## Objective
Give every line of the records below as a JSON list of strings, one string per line. Skip blank lines and leave out the pictures.

## Stored records
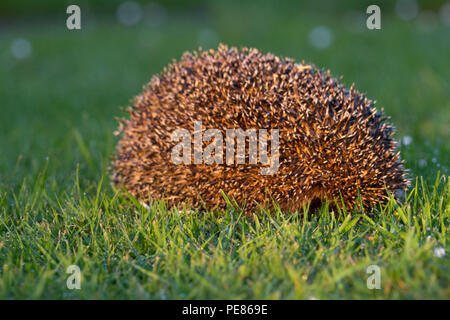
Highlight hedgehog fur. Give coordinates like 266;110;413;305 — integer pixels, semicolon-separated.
112;45;408;212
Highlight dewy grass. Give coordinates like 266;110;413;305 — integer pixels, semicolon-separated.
0;166;450;299
0;1;450;299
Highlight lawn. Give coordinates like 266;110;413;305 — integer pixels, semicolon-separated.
0;3;450;299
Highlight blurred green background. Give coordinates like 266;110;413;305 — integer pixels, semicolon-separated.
0;0;450;189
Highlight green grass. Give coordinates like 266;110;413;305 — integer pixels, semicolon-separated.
0;3;450;299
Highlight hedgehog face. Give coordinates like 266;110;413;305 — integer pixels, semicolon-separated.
112;45;407;212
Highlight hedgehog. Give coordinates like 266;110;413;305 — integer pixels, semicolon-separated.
111;44;408;213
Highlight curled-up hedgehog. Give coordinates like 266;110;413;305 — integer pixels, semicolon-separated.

## Reply to the exercise
[
  "Highlight hedgehog fur. Give coordinates like 266;110;413;305 — integer pixels, semicolon-separated.",
  "112;45;408;212",
  "Highlight dewy grass. Give coordinates like 266;110;413;305 — integer pixels, semicolon-separated.",
  "0;166;450;299",
  "0;1;450;299",
  "Highlight lawn. Give coordinates like 266;110;413;305 — integer pixels, semicolon-separated.",
  "0;3;450;299",
  "Highlight blurred green background. Give coordinates like 266;110;413;305 — integer pixels, semicolon-separated.",
  "0;0;450;189",
  "Highlight green grass. Give coordinates like 266;110;413;305 — integer pixels, semicolon-separated.",
  "0;3;450;299",
  "Highlight hedgehog face. Give coordinates like 266;110;413;305 — integer pixels, semicolon-separated.",
  "112;45;407;212",
  "Highlight hedgehog. Give coordinates like 266;110;413;305 — integer pixels, semicolon-separated.",
  "111;44;408;213",
  "Highlight curled-up hedgehog. Give coordinates like 266;110;413;305 — integer pixels, semicolon-separated."
]